# START OF Excerpted passage
I have tried multiple band and tube types since I got into slingshots earlier this year. Flats are just too noisy for my taste and Theratube doesn't have an enough quick change method. I know that there are some easy methods, but nothing beats out being able to slip chinese tubes on and off.

Currently I have been using 1842 tubing. The number 1 ammo I use is marbles.

I designed this to shoot horizontally and it does shoot pretty nice.


----------



## Flatband (Dec 18, 2009)

Man, that is some nice work Bud. Really good job! Flatband


----------



## LVO (Sep 25, 2011)

that is really awesome!! Great work!


----------



## f00by (May 18, 2010)

Beautiful. Nice job!

-f00bs


----------



## Devoman (Oct 15, 2010)

Looks great! enjoy.


----------



## Btoon84 (Nov 22, 2011)

great looking fork there buddy! very nice. can't wait to see more from ya


----------



## Beanflip (Sep 11, 2010)

Real nice one!


----------



## Danny0663 (Mar 15, 2011)

Looks great man! yeah, i also prefer the looped tubes for quick changing - makes life just a tad easier


----------



## harson (Oct 21, 2011)

Wow ! that is amazing , love it.


----------



## reecemurg (Oct 9, 2011)

wow ! dude that is awesome !!!!!!
sorta reminds me of a sps in some ways !!
i think you did the right thing leaving the ally unpolished , it looks da bomb !!!


----------



## Berkshire bred (Mar 4, 2012)

that looks really good even if you did not spend all the time that you could have on the metal, something to be proud of.


----------



## Dayhiker (Mar 13, 2010)
# END OF Excerpted passage
*Exercise instructions:*
1. Which usernames in the slingshot thread have a date from 2011?
2. Can you rewrite the slingshot thread from "## Danny0663 (Mar" to "(Oct 21, 2011)", changing "looped tubes" to "latex tubes"?
# START OF Recorded data
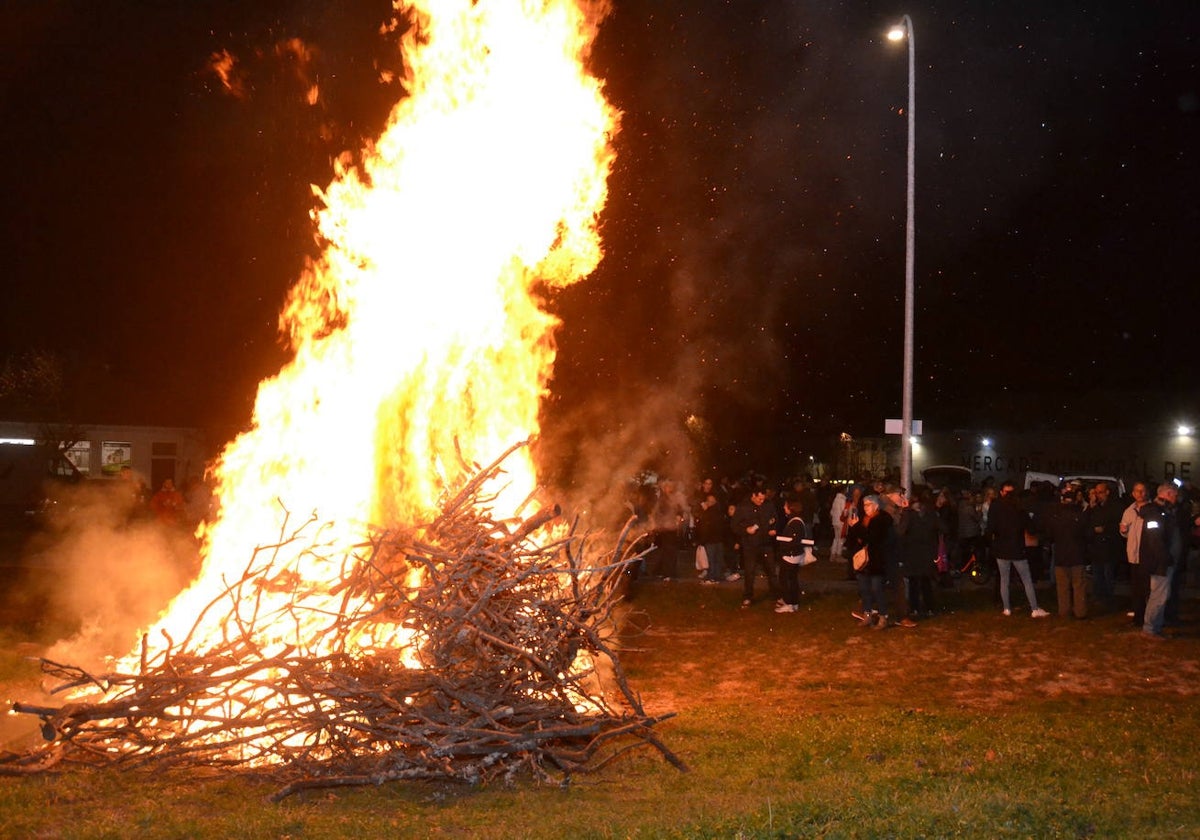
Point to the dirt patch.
# END OF Recorded data
*Answers for the exercise:*
1. LVO, Danny0663, reecemurg, harson, Btoon84

2.
## Danny0663 (Mar 15, 2011)

Looks great man! yeah, i also prefer the latex tubes for quick changing - makes life just a tad easier


----------



## harson (Oct 21, 2011)